## [What this task involves]
Extend the passage on how honeycomb cells become hexagonal, writing on from its final sentence.

Physical forces rather than bees’ ingenuity might create the hexagonal cells.
The perfect hexagonal array of bees’ honeycombs, admired for millennia as an example of natural pattern formation, owes more to simple physical forces than to the skill of bees, according to a new study.
Engineer Bhushan Karihaloo at the University of Cardiff, UK, and his co-workers say that bees simply make cells that are circular in cross section and are packed together like a layer of bubbles. According to their research, which appears in the Journal of the Royal Society Interface1, the wax, softened by the heat of the bees’ bodies, then gets pulled into hexagonal cells by surface tension at the junctions where three walls meet.
This finding feeds into a long-standing debate about whether the honeycomb is an example of exquisite biological engineering or blind physics.
A regular geometric array of identical cells with simple polygonal cross sections can take only one of three forms: triangular, square or hexagonal. Of these, hexagons divide up the space using the smallest wall area, and thus, for a honeycomb, the least wax.

## [Data extracts]
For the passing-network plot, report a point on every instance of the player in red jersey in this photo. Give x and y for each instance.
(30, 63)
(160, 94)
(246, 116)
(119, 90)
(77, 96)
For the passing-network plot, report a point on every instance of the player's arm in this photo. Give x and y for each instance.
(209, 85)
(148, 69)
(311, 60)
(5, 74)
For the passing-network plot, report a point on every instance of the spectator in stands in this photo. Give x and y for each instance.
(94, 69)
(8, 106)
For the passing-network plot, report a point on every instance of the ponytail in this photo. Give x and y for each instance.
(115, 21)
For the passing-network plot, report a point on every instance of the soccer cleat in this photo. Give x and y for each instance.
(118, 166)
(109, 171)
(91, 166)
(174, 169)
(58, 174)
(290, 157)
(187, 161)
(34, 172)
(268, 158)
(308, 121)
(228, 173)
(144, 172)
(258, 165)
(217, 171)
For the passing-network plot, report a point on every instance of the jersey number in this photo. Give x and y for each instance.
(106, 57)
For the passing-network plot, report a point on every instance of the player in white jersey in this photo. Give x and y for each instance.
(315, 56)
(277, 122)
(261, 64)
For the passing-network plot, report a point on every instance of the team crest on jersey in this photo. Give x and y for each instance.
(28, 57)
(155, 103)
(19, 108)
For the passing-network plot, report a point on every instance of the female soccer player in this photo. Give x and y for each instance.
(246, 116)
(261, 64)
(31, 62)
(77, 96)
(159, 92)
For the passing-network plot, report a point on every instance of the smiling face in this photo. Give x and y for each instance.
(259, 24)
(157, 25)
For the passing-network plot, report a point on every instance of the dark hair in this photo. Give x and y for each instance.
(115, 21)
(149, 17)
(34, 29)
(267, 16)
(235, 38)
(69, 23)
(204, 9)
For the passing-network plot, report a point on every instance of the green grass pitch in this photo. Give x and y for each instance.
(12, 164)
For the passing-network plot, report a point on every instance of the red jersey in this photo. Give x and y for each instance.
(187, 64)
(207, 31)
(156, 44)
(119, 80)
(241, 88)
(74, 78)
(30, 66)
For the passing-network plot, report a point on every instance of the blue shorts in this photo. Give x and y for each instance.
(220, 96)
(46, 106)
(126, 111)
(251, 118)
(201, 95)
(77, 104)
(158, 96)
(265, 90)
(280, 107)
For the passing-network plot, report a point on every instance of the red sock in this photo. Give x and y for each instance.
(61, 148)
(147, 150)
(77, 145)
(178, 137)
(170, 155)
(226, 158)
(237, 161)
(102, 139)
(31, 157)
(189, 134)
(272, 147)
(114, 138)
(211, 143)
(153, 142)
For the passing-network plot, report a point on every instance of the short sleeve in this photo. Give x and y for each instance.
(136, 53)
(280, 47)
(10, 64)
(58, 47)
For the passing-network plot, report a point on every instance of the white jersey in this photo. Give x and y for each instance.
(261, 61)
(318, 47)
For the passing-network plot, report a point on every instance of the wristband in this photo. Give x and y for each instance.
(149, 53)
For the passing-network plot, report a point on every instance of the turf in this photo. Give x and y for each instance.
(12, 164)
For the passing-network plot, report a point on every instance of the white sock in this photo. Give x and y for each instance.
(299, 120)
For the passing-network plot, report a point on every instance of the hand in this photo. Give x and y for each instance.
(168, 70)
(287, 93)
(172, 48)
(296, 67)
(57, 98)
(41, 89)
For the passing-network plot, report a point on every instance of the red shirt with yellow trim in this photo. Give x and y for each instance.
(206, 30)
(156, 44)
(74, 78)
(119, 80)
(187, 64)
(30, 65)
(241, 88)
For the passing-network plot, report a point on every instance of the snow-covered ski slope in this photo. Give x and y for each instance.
* * *
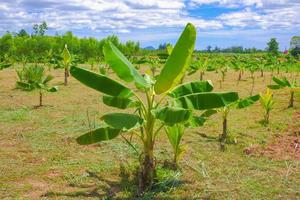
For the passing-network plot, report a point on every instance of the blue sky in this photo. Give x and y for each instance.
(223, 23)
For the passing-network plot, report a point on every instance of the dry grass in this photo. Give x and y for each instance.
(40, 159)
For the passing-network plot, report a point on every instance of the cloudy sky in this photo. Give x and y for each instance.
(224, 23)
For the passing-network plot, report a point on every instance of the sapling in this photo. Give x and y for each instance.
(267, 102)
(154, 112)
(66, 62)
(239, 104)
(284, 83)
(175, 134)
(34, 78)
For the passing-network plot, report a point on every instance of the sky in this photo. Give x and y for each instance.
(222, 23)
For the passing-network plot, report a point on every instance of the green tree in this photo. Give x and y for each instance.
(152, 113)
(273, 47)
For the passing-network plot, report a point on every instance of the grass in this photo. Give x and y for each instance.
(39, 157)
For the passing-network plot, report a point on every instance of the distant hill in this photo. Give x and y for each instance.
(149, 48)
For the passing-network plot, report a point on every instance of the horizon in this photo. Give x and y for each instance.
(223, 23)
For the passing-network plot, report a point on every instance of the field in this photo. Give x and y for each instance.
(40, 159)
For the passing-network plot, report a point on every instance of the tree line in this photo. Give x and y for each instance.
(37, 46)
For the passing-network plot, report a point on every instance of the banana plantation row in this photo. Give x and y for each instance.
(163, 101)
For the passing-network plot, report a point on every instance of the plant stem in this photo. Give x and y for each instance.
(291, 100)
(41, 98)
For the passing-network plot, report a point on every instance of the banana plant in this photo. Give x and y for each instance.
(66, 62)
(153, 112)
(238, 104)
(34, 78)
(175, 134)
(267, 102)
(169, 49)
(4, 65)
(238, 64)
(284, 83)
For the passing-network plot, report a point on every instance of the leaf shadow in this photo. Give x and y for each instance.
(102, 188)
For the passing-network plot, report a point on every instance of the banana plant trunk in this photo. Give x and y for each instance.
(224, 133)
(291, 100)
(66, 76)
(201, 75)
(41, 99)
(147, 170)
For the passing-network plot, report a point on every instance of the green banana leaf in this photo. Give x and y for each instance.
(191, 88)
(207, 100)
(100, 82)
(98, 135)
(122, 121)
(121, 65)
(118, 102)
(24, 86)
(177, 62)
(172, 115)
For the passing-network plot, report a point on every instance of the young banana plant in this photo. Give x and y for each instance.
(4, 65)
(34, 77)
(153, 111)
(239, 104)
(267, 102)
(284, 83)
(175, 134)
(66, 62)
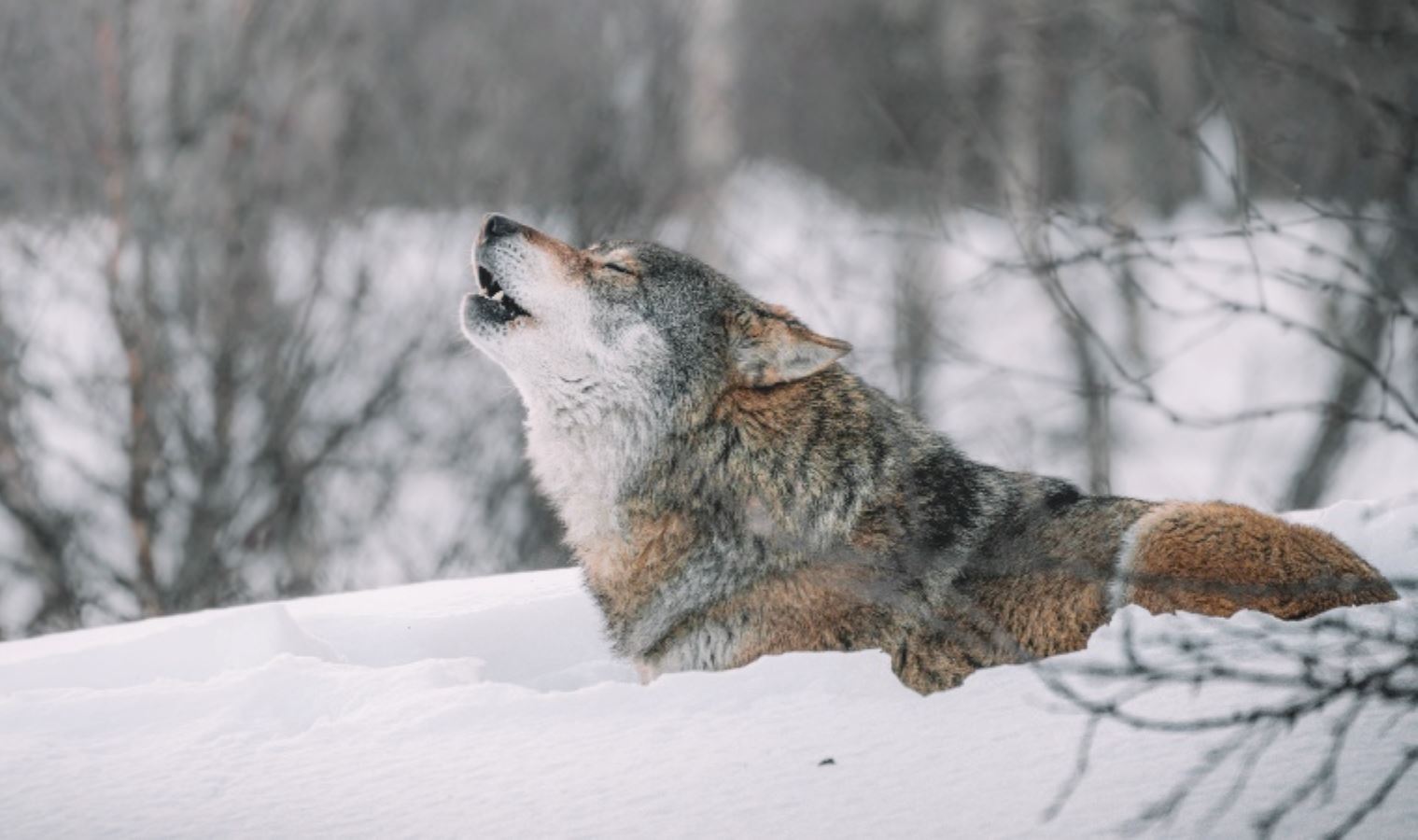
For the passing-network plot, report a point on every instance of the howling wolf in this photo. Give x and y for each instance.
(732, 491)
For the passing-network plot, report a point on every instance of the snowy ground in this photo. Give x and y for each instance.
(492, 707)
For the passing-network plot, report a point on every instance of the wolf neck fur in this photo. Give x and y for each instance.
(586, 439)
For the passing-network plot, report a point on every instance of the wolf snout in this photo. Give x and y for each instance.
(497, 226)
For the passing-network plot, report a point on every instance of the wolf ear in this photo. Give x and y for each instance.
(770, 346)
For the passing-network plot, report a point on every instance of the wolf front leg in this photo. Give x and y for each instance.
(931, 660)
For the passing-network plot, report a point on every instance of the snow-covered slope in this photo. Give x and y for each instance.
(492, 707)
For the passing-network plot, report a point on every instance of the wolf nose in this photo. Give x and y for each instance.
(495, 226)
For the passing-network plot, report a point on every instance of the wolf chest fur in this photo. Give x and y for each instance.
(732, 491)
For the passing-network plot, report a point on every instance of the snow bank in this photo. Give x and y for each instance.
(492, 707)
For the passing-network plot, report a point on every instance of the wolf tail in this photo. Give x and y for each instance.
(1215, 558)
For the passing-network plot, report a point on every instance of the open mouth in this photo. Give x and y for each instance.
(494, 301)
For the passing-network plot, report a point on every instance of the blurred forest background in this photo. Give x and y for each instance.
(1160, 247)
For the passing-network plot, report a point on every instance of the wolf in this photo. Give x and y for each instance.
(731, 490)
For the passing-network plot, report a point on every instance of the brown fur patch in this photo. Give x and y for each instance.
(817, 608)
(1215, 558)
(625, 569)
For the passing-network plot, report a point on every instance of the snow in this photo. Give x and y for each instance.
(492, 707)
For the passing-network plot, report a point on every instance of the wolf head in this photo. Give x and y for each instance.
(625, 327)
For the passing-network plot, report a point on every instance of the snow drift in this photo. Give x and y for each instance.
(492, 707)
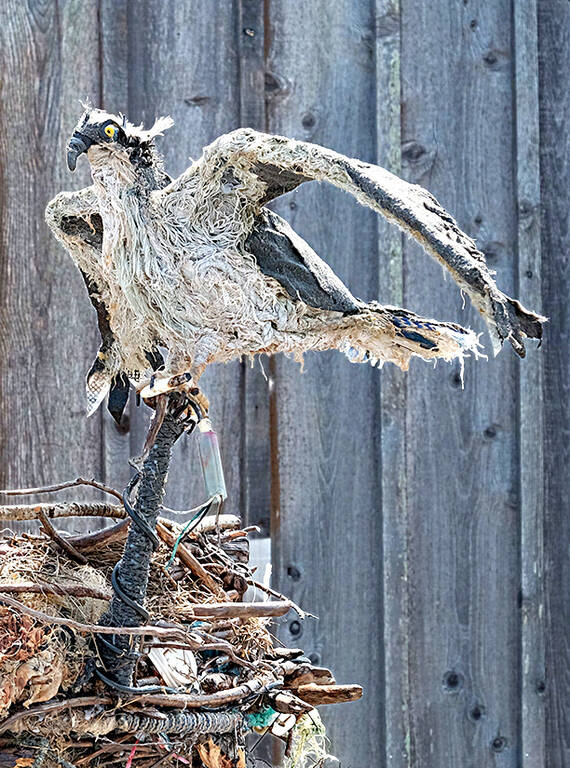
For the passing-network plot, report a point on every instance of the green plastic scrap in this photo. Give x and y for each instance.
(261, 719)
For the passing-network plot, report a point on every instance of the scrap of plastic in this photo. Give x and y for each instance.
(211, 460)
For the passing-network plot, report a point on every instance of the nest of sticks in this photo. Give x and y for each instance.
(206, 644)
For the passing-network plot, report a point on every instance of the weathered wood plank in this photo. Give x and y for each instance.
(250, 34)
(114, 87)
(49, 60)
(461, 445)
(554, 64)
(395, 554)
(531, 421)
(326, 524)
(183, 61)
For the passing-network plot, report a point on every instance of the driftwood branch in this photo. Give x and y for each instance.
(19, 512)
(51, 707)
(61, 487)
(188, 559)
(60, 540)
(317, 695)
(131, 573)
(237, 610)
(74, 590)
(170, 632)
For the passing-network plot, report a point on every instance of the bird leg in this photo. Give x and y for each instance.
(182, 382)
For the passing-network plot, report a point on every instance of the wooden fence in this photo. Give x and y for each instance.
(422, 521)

## [Answer section]
This economy was noted in the fourth century ad by the mathematician Pappus of Alexandria, who contended that the bees had “a certain geometrical forethought”. But in the seventeenth century, the Danish mathematician Erasmus Bartholin suggested that the insects need no such forethought. He said that hexagons would result automatically from the pressure of each bee trying to make its cell as large as possible, much as the pressure of bubbles packed in a single layer creates a hexagonal foam.
In 1917, the Scottish zoologist D’Arcy Thompson argued, again by analogy with bubbles, that surface tension in the soft wax will pull the cell walls into hexagonal, threefold junctions2. A team led by Christian Pirk, then at the University of Würzburg in Germany, showed in 2004 that molten wax poured into the space between a regular hexagonal array of cylindrical rubber bungs does indeed retract into hexagons as it cools and hardens3.
Karihaloo and his colleagues seem to have clinched this argument with their study. The team interrupted honeybees making a comb by smoking them out of the hive, and found that the most recently built cells have a circular shape, whereas those just a little older have developed into hexagons. The authors say that the worker bees that make the comb knead and heat the wax with their bodies until it reaches about 45 oC — warm enough to flow like a viscous liquid.
The idea that the bees might first make circular cells, which become hexagonal subsequently, was proposed by Charles Darwin. But he was unable to find convincing evidence of it. Karihaloo explains that he and his colleagues got their idea from earlier experiments they conducted on a bundle of circular plastic straws, which developed hexagonal cross-sections when heated and squeezed4.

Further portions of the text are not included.